My husband makes these, we all love them. You didn't mention that if they are green they need to be fried twice, flatten in the middle of cooking. Good with garlic & salt. We also slice them in circles. When very over ripe the sugars come out and caramelize. Great for breakfast.
It is very important to use very ripe plantains for this one. These aren't tostones (fried green plantains). These are called "amarillos". Heather's picture adequately demonstrates this recipe, the other picture is showing fried green plantains, they are different. Amarillos turn out sweet, not crunchy and darker in color when compared to green. I like to use plantains with yellow and black skins or all black. You can eat them by themselves or sometimes I like to sprinkle grated parmesan on top.

*Entries supplied:*
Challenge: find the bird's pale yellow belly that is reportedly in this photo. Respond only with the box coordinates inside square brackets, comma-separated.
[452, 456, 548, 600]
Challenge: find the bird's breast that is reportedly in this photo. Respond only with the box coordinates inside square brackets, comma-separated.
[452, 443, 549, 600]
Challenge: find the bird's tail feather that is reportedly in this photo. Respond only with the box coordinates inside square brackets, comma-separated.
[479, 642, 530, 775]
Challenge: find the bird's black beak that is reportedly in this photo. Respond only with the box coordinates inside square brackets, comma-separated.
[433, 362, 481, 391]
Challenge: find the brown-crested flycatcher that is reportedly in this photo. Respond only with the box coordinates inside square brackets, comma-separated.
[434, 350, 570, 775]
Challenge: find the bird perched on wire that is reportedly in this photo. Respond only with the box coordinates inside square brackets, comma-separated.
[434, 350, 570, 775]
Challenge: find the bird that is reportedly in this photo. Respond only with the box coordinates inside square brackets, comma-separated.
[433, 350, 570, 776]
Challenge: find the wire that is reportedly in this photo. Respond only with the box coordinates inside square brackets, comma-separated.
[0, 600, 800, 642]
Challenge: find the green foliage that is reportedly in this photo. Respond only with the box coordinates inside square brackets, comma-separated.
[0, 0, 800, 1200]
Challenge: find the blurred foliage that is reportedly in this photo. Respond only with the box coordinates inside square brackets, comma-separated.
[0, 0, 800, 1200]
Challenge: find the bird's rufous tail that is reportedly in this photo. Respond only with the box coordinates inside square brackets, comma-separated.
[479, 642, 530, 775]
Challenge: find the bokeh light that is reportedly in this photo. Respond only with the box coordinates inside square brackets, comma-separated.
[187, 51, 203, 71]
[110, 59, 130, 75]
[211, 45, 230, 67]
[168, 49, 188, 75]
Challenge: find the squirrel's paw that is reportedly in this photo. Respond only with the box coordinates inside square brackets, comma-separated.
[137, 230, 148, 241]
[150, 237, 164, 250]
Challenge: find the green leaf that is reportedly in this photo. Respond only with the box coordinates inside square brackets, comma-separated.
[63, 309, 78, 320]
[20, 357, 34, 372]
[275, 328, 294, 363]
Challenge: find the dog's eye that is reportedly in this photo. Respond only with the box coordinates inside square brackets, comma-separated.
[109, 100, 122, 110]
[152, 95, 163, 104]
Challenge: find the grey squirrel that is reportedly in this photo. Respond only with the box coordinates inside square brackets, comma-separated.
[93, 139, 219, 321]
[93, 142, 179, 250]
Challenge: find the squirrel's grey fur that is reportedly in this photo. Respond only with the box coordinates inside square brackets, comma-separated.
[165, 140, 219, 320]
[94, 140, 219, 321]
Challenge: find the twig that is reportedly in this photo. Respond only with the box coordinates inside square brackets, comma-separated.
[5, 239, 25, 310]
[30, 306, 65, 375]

*What needs to be done:*
Rewrite the plantain comments from "It is very important" up to and including "parmesan on top.", swapping "parmesan" for "cheddar".

*Output below:*
It is very important to use very ripe plantains for this one. These aren't tostones (fried green plantains). These are called "amarillos". Heather's picture adequately demonstrates this recipe, the other picture is showing fried green plantains, they are different. Amarillos turn out sweet, not crunchy and darker in color when compared to green. I like to use plantains with yellow and black skins or all black. You can eat them by themselves or sometimes I like to sprinkle grated cheddar on top.